GIVEN PASSAGE:
Election Resources on the Internet:
Parliamentary Elections in Malta - Elections to the House of Representatives
by Manuel Álvarez-Rivera

The Republic of Malta held a general election on Saturday, March 9, 2013, following the collapse of Prime Minister Lawrence Gonzi's government on December 10, 2012. An overview of the proportional representation system used to choose members of the Mediterranean island nation's unicameral Parliament - the House of Representatives - is presented here.

May 22-25, 2014 European election results will be available here. The Government of Malta will also have detailed 2014 European election results for Malta here.

Nationwide and district-level results are available here for the following House elections:

      March 9, 2013      
      March 8, 2008      
      April 12, 2003      
      September 5, 1998      
      October 26, 1996      
      February 22, 1992      
      May 9, 1987      
      December 12, 1981      
      September 17-18, 1976      

Nationwide totals are also available for the following House elections:

      June 12-14, 1971      
      March 26-28, 1966      
      February 17-19, 1962      

The election statistics presented in this space come from reports and data files published by Prof. John C. Lane's Elections in Malta, the Department of Information of Malta and the Electoral Commission of Malta.


The Electoral System

The Parliament of Malta consists of the President and a single chamber, the House of Representatives.

The House of Representatives is composed of 65 members directly elected by universal adult suffrage for a five-year term of office. House elections are carried out in thirteen five-member constituencies by the Single Transferable Vote (STV) system, which combines proportional representation (PR) with preferential voting. Under this system, voters indicate a first preference for one candidate, and may rank the remaining candidates in successive order of preferences on the ballot paper.

WRITTEN PROBLEM:
Answer these questions from the Malta elections page:
(a) On what date did Malta hold the general election that followed the collapse of Lawrence Gonzi's government?
(b) How many members make up the House of Representatives?
(c) How many constituencies are House elections carried out in?
Rely only on the Malta elections page for what comes next.

MATERIAL SHOWN:
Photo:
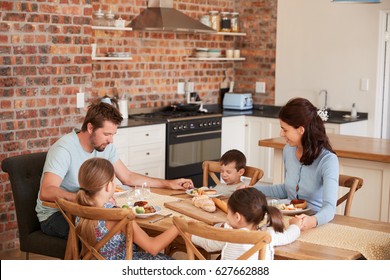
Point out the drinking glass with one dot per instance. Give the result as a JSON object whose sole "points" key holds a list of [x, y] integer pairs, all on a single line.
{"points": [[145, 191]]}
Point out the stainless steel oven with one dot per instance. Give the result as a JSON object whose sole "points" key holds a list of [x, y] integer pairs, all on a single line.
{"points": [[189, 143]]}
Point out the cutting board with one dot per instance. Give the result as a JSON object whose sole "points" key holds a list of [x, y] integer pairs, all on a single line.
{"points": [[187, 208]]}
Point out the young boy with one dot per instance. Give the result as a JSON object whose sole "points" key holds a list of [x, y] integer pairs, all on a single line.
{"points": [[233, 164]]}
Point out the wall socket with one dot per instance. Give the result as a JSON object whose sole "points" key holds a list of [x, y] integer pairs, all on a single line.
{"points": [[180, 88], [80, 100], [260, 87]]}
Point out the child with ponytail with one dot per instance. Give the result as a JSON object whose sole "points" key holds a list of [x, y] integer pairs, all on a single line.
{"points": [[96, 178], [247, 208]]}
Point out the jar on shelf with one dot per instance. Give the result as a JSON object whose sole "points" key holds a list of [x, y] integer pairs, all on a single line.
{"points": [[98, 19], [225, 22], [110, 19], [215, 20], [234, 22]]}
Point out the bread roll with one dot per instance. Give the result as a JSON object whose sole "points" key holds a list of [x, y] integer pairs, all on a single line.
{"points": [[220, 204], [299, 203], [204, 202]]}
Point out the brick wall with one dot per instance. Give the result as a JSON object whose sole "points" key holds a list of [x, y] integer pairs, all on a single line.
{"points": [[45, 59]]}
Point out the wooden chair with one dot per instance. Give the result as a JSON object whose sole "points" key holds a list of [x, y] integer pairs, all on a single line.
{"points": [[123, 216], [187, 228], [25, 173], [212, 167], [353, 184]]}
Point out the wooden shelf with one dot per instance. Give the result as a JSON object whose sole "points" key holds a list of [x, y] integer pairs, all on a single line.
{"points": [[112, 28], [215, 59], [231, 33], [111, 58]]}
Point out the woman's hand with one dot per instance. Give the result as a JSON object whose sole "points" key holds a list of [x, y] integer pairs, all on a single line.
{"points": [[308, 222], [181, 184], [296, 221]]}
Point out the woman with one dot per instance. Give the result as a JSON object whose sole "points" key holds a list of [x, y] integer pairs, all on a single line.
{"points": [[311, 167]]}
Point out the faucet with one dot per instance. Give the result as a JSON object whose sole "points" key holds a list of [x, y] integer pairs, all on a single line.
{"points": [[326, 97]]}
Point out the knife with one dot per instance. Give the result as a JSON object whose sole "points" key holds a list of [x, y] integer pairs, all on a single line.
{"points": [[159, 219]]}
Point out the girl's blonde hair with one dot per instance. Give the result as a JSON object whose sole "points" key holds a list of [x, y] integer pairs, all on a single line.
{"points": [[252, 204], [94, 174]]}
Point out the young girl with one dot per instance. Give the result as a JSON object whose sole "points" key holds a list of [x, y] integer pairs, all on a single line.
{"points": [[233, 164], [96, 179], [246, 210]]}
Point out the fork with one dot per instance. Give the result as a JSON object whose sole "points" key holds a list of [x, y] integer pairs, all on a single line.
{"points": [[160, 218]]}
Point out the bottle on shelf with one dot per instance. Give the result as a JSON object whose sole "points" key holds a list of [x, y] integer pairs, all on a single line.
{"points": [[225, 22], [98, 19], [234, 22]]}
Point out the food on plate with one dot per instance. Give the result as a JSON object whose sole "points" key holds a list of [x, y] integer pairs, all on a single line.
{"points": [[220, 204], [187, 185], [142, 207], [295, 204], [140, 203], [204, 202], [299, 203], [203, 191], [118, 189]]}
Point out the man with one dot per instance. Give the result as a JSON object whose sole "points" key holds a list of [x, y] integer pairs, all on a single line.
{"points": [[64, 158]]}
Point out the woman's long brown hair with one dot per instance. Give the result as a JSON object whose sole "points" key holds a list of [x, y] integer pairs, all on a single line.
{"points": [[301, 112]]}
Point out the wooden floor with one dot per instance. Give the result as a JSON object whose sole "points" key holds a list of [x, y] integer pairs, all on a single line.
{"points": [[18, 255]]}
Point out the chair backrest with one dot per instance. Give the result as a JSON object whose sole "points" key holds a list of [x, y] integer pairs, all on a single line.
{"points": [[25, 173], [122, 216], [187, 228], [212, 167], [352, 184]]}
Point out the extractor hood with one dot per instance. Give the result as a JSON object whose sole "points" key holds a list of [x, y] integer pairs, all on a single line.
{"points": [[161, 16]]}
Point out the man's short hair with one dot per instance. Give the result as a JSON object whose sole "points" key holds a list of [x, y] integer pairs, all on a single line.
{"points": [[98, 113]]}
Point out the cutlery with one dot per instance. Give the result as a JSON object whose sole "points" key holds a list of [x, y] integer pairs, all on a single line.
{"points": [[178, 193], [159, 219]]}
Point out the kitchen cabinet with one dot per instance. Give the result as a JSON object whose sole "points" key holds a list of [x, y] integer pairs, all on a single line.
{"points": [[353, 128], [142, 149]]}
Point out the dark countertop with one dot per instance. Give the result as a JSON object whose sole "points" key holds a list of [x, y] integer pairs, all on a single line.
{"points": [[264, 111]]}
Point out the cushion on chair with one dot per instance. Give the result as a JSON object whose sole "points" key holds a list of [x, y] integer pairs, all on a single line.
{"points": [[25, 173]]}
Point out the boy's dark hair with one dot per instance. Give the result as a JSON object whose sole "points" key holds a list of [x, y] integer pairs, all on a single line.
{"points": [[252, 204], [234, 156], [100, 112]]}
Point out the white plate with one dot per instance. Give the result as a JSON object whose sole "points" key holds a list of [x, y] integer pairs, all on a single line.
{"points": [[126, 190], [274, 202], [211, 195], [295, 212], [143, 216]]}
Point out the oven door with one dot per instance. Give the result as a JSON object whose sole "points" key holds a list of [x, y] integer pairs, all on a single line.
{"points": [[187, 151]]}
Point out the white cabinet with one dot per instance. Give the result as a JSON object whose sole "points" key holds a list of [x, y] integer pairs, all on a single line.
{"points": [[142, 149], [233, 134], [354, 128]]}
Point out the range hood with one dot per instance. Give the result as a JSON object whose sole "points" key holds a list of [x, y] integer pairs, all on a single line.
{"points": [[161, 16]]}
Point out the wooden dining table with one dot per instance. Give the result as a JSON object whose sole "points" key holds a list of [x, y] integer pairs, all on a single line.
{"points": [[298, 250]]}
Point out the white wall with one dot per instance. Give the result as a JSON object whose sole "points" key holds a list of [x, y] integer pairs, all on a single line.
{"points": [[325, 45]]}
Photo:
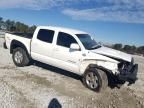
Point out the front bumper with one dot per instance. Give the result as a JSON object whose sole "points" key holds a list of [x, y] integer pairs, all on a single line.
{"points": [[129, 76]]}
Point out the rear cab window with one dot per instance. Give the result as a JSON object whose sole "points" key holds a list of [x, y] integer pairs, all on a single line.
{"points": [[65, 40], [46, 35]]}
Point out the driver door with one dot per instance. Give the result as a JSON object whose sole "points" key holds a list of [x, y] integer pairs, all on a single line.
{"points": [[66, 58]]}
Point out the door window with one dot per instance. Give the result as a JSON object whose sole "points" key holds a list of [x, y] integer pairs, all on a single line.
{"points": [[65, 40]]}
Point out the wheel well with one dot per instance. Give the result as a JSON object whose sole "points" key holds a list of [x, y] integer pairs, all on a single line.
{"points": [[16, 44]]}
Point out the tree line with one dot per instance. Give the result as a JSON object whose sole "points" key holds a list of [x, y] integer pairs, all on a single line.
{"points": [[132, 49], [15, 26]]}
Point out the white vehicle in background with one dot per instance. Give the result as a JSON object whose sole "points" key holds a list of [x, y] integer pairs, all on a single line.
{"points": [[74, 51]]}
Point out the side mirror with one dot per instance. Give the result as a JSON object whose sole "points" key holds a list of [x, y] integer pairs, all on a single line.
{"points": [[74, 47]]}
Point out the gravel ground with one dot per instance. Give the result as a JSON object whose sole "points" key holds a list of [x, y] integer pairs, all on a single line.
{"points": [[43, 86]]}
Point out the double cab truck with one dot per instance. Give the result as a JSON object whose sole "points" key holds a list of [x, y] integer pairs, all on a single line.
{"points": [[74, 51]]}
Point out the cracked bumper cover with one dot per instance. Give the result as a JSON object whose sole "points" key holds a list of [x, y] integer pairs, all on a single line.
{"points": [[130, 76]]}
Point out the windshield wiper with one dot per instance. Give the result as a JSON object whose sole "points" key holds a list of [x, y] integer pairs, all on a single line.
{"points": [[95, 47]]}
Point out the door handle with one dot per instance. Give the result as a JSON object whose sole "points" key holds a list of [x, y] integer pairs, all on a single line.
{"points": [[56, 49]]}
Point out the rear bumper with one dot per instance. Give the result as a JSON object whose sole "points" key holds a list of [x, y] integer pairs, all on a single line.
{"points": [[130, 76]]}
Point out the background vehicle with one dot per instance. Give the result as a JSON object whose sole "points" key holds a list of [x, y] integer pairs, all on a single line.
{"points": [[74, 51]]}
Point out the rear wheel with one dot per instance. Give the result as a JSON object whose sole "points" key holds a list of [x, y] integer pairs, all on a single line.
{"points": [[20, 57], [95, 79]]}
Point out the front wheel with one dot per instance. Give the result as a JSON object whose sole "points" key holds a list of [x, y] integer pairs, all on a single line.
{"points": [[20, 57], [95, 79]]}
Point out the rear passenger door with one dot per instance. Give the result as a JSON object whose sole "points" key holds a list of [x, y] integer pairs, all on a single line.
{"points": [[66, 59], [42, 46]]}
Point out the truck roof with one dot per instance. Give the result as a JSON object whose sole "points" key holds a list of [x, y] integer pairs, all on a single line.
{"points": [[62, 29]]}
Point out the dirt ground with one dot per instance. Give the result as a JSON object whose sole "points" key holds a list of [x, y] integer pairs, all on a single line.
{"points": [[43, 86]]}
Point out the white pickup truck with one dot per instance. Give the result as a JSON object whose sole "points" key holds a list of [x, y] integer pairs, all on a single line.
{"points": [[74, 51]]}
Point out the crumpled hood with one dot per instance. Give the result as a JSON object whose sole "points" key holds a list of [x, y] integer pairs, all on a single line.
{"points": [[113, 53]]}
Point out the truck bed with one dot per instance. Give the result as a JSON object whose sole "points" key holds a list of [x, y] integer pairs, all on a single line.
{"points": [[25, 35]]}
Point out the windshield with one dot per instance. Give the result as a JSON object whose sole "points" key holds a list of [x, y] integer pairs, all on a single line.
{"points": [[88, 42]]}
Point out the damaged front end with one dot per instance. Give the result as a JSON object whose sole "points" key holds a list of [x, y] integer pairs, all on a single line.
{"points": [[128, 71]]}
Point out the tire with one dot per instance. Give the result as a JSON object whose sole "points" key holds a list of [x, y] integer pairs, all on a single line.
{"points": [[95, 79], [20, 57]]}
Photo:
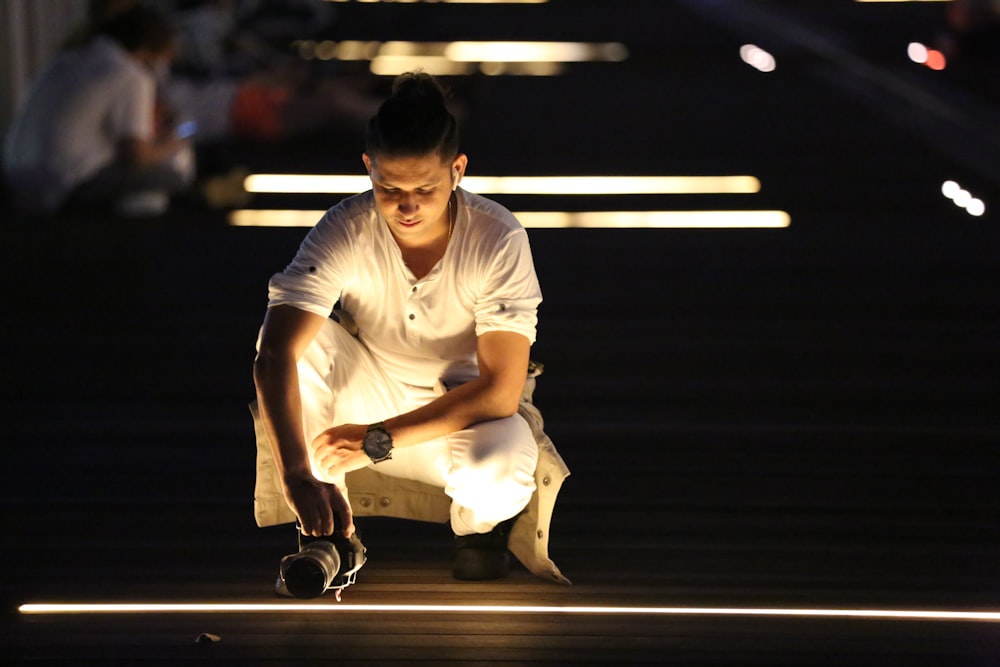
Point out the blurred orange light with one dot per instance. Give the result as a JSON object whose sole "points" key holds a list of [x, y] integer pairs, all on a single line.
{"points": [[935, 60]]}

WORKED ANSWER:
(a) Saturday, March 9, 2013
(b) 65
(c) Thirteen